(Task instructions)
From the line with "Question. Locate the black and" through the final line of the entries below, write out each line exactly and nothing else.
____ The data
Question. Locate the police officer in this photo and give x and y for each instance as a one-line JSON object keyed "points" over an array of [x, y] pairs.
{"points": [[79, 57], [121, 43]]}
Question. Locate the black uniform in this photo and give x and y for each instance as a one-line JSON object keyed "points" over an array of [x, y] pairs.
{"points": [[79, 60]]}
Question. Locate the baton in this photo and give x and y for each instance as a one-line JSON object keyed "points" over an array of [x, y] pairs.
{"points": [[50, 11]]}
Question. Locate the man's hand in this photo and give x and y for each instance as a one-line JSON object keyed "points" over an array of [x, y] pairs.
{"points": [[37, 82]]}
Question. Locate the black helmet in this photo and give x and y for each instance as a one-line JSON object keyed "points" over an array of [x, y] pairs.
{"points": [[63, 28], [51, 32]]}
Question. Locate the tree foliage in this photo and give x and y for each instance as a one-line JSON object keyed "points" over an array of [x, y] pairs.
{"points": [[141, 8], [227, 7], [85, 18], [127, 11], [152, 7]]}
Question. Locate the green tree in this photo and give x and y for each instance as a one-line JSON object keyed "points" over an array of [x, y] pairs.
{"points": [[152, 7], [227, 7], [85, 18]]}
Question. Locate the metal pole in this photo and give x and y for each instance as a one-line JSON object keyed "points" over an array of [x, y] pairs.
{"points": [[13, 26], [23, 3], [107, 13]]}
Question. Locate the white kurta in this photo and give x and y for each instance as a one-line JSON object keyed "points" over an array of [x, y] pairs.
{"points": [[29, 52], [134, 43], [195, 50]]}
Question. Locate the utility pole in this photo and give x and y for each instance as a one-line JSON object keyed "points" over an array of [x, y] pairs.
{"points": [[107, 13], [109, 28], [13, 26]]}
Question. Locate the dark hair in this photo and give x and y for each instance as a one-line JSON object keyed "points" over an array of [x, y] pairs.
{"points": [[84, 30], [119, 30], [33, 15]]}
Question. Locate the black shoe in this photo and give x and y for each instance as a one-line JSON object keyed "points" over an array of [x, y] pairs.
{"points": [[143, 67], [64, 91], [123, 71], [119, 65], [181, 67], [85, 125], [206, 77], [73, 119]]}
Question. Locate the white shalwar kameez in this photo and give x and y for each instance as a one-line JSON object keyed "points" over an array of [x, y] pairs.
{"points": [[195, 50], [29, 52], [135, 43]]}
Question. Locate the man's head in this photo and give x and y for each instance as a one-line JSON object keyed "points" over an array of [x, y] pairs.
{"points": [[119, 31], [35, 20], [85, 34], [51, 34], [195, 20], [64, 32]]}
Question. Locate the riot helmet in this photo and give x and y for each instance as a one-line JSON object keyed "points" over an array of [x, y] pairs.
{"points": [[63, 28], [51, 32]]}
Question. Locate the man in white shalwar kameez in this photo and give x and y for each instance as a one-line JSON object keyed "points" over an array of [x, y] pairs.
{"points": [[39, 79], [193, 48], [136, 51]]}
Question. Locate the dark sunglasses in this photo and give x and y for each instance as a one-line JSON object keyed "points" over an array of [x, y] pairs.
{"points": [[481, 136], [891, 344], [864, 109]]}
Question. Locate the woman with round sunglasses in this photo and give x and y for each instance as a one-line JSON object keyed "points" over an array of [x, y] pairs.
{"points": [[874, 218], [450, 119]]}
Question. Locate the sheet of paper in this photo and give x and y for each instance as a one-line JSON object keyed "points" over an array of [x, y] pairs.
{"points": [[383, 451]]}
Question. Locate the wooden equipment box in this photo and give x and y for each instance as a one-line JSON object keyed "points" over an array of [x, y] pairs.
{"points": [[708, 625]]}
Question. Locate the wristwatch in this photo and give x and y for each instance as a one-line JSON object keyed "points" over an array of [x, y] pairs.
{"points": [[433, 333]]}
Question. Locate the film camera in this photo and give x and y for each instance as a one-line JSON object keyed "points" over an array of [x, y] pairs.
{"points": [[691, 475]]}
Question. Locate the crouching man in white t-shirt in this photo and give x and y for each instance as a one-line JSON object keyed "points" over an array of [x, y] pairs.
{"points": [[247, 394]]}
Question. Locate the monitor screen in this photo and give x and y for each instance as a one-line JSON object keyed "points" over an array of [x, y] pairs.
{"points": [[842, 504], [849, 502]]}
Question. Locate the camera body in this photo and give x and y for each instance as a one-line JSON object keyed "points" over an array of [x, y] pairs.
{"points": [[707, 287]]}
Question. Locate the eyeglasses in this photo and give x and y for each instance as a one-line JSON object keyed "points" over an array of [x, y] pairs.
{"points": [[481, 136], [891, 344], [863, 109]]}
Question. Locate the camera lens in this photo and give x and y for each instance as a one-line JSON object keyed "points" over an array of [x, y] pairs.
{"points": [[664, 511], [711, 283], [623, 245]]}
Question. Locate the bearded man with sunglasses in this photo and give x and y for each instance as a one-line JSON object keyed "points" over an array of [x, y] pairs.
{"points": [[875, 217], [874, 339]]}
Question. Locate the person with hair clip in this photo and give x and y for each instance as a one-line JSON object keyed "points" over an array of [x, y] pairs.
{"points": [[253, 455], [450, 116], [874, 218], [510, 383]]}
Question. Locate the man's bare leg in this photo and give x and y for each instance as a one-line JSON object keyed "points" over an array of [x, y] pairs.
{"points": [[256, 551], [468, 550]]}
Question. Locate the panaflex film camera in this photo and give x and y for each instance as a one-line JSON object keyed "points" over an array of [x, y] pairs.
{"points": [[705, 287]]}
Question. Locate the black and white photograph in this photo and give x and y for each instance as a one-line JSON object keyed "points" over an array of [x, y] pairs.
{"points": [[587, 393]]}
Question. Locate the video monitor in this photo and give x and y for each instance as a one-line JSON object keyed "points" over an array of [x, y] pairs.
________
(Completed exercise)
Question. Locate the black and white photograph in this photo and give x and y for each instance as a one-line JSON object keyed "points" over an array of [x, y] pairs.
{"points": [[587, 393]]}
Question. Locate the video monitor in this photo and give x and y for each instance as a one-line JSON object keyed "points" over an array of [x, y] pairs.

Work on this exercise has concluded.